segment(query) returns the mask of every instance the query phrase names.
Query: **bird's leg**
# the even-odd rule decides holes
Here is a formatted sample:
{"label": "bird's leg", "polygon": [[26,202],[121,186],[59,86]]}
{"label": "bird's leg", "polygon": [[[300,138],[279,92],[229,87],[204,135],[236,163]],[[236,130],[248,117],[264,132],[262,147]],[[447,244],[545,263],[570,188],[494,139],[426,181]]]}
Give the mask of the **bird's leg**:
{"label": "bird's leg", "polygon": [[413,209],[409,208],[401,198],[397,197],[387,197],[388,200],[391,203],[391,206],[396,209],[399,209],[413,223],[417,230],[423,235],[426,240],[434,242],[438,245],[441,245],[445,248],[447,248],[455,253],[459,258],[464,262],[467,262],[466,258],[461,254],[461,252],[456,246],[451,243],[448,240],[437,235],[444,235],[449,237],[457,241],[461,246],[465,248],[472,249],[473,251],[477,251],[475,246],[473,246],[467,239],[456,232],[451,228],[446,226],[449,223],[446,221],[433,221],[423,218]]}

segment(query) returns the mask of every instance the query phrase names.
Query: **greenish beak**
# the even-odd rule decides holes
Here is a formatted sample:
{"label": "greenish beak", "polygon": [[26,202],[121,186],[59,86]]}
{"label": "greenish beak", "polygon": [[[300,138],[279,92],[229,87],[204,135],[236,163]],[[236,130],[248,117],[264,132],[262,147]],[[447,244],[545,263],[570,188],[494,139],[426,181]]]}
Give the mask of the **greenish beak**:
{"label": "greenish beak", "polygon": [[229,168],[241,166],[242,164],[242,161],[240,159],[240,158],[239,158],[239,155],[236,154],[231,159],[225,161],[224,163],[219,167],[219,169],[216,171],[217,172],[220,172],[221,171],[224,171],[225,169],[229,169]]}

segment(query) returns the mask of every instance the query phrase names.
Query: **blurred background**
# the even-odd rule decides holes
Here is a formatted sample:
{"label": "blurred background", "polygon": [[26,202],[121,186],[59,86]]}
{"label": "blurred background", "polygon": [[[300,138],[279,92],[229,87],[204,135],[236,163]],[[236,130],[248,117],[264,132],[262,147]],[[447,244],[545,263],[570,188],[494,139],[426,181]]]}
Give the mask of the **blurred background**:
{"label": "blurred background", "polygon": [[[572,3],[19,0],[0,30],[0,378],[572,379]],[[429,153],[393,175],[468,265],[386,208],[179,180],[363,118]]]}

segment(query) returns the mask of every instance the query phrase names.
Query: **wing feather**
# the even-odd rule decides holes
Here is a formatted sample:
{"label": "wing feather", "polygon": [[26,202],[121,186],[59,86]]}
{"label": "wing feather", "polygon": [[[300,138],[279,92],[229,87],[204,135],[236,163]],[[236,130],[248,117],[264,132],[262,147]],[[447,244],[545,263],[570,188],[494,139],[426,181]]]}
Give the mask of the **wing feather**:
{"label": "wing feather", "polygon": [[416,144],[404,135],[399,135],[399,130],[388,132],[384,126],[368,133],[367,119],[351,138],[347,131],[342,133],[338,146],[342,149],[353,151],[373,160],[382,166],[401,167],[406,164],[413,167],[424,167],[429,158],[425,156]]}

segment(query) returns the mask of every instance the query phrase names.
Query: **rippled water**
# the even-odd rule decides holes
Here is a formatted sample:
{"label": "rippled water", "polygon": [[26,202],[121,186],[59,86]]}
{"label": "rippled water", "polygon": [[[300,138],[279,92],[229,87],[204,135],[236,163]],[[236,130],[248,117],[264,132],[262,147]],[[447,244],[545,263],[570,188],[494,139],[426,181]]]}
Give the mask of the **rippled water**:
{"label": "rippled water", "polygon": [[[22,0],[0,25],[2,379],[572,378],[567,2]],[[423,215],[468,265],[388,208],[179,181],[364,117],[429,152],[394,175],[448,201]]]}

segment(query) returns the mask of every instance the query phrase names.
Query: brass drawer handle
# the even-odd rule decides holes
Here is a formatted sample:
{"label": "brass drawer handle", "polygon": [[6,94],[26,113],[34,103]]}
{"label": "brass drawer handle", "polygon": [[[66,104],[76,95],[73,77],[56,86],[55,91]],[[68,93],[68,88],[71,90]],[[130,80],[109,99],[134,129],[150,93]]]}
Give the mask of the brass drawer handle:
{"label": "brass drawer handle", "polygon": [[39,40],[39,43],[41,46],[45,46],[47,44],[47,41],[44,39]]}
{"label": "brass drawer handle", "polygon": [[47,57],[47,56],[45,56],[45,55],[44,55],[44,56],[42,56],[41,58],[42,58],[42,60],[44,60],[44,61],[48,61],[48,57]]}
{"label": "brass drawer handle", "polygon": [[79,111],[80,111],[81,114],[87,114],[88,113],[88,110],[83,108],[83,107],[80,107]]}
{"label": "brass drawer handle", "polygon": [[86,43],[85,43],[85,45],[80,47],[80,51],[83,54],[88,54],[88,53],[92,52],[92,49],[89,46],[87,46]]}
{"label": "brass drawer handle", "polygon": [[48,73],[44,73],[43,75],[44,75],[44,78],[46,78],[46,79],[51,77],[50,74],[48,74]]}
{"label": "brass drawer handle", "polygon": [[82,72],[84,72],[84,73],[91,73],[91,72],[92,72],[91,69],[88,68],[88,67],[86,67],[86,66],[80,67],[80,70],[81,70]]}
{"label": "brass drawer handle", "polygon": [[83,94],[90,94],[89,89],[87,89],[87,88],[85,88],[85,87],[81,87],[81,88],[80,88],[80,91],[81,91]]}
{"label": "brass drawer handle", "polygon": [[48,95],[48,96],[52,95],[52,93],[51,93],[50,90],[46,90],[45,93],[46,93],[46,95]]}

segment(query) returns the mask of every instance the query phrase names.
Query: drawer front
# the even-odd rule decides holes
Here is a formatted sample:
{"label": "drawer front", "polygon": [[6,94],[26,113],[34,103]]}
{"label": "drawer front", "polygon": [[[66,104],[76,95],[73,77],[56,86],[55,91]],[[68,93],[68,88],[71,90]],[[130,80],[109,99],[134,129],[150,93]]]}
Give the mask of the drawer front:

**GIVEN EXERCISE:** Write out every record, exactly as written.

**THE SOLUTION:**
segment(query) returns the mask of every instance the query phrase names.
Query: **bird's leg**
# the even-odd rule decides holes
Here is a formatted sample:
{"label": "bird's leg", "polygon": [[26,202],[121,186],[59,86]]}
{"label": "bird's leg", "polygon": [[[300,138],[279,92],[229,87],[204,135],[236,163]],[[236,130],[248,117],[264,132],[262,147]],[[447,244],[545,263],[570,188],[494,139],[426,181]]]}
Give the mask of the **bird's leg**:
{"label": "bird's leg", "polygon": [[413,209],[409,208],[401,198],[397,197],[387,197],[388,200],[391,203],[391,206],[396,209],[399,209],[413,223],[417,230],[423,235],[426,240],[434,242],[438,245],[441,245],[445,248],[447,248],[455,253],[459,258],[464,262],[467,262],[466,258],[461,254],[461,252],[456,246],[451,243],[448,240],[437,235],[444,235],[449,237],[457,241],[461,246],[465,248],[472,249],[473,251],[477,251],[475,246],[473,246],[467,239],[456,232],[451,228],[446,226],[449,223],[446,221],[433,221],[423,218]]}

segment(query) returns the mask of every instance the query phrase names.
Query: **greenish beak**
# the even-odd rule decides holes
Here is a formatted sample:
{"label": "greenish beak", "polygon": [[26,202],[121,186],[59,86]]}
{"label": "greenish beak", "polygon": [[[300,138],[279,92],[229,87],[204,135],[236,163]],[[236,130],[248,117],[264,132],[262,147]],[[447,244],[545,263],[570,188],[494,139],[426,181]]]}
Give the mask of the **greenish beak**:
{"label": "greenish beak", "polygon": [[229,168],[241,166],[242,164],[242,161],[240,159],[240,158],[239,158],[239,155],[236,154],[231,159],[225,161],[224,163],[219,167],[219,169],[216,171],[217,172],[220,172],[221,171],[224,171],[225,169],[229,169]]}

segment(query) returns the mask of every instance the query phrase names.
Query: **blurred background**
# the even-odd rule decides holes
Here is a formatted sample:
{"label": "blurred background", "polygon": [[26,202],[121,186],[59,86]]}
{"label": "blurred background", "polygon": [[[300,138],[279,92],[229,87],[204,135],[236,163]],[[236,130],[248,117],[264,132],[262,147]],[[447,244],[545,263],[570,188],[494,139],[426,181]]]}
Give the mask of the **blurred background**:
{"label": "blurred background", "polygon": [[[572,3],[19,0],[0,30],[0,378],[572,379]],[[429,153],[393,175],[468,265],[386,208],[179,180],[363,118]]]}

segment(query) returns the mask of every instance the query phrase names.
Query: **wing feather**
# the even-odd rule decides holes
Here is a formatted sample:
{"label": "wing feather", "polygon": [[26,202],[121,186],[59,86]]}
{"label": "wing feather", "polygon": [[[300,138],[279,92],[229,87],[204,135],[236,163]],[[236,130],[248,117],[264,132],[262,147]],[[447,244],[545,263],[570,188],[494,139],[426,181]]]}
Give the mask of the **wing feather**:
{"label": "wing feather", "polygon": [[416,144],[404,135],[399,135],[399,130],[388,132],[384,126],[368,133],[367,119],[351,138],[347,131],[342,133],[338,146],[342,149],[353,151],[373,160],[382,166],[401,167],[406,164],[413,167],[424,167],[429,158],[425,156]]}

segment(query) returns the mask of every instance the query phrase names.
Query: **rippled water**
# the even-odd rule decides holes
Here is a formatted sample:
{"label": "rippled water", "polygon": [[26,202],[121,186],[59,86]]}
{"label": "rippled water", "polygon": [[[300,138],[279,92],[229,87],[204,135],[236,163]],[[236,130],[248,117],[264,132],[262,147]],[[447,244],[545,263],[570,188],[494,139],[426,181]]]}
Give the mask of the **rippled water**:
{"label": "rippled water", "polygon": [[[22,0],[0,25],[2,379],[572,378],[567,2]],[[423,215],[468,265],[388,208],[179,181],[364,117],[429,152],[394,175],[448,201]]]}

segment(query) returns the mask of every instance the query phrase names.
Query: brass drawer handle
# the even-odd rule decides holes
Here is a formatted sample:
{"label": "brass drawer handle", "polygon": [[6,94],[26,113],[34,103]]}
{"label": "brass drawer handle", "polygon": [[[66,104],[76,95],[73,77],[56,86],[55,91]],[[68,93],[68,88],[71,90]],[[130,80],[109,99],[134,129],[150,93]]]}
Give the mask of the brass drawer handle:
{"label": "brass drawer handle", "polygon": [[39,40],[39,43],[41,46],[45,46],[47,44],[47,41],[44,39]]}
{"label": "brass drawer handle", "polygon": [[47,57],[47,56],[45,56],[45,55],[44,55],[44,56],[42,56],[41,58],[42,58],[42,60],[44,60],[44,61],[48,61],[48,57]]}
{"label": "brass drawer handle", "polygon": [[79,111],[80,111],[81,114],[87,114],[88,113],[88,110],[83,108],[83,107],[80,107]]}
{"label": "brass drawer handle", "polygon": [[86,43],[85,43],[85,45],[80,47],[80,51],[83,54],[88,54],[88,53],[92,52],[92,49],[89,46],[87,46]]}
{"label": "brass drawer handle", "polygon": [[48,73],[44,73],[43,75],[44,75],[44,78],[46,78],[46,79],[51,77],[50,74],[48,74]]}
{"label": "brass drawer handle", "polygon": [[82,72],[84,72],[84,73],[91,73],[91,72],[92,72],[91,69],[88,68],[88,67],[86,67],[86,66],[80,67],[80,70],[81,70]]}
{"label": "brass drawer handle", "polygon": [[83,94],[90,94],[89,89],[87,89],[87,88],[85,88],[85,87],[81,87],[81,88],[80,88],[80,91],[81,91]]}
{"label": "brass drawer handle", "polygon": [[48,95],[48,96],[52,95],[52,93],[51,93],[50,90],[46,90],[45,93],[46,93],[46,95]]}

segment(query) returns the mask of every instance the query phrase names.
Query: drawer front
# the even-odd rule decides holes
Here is a formatted sample:
{"label": "drawer front", "polygon": [[6,94],[26,113],[34,103]]}
{"label": "drawer front", "polygon": [[[66,104],[76,95],[73,77],[56,86],[55,91]],[[68,93],[68,88],[71,90]],[[130,80],[109,99],[134,129],[150,93]]]}
Give the mask of the drawer front:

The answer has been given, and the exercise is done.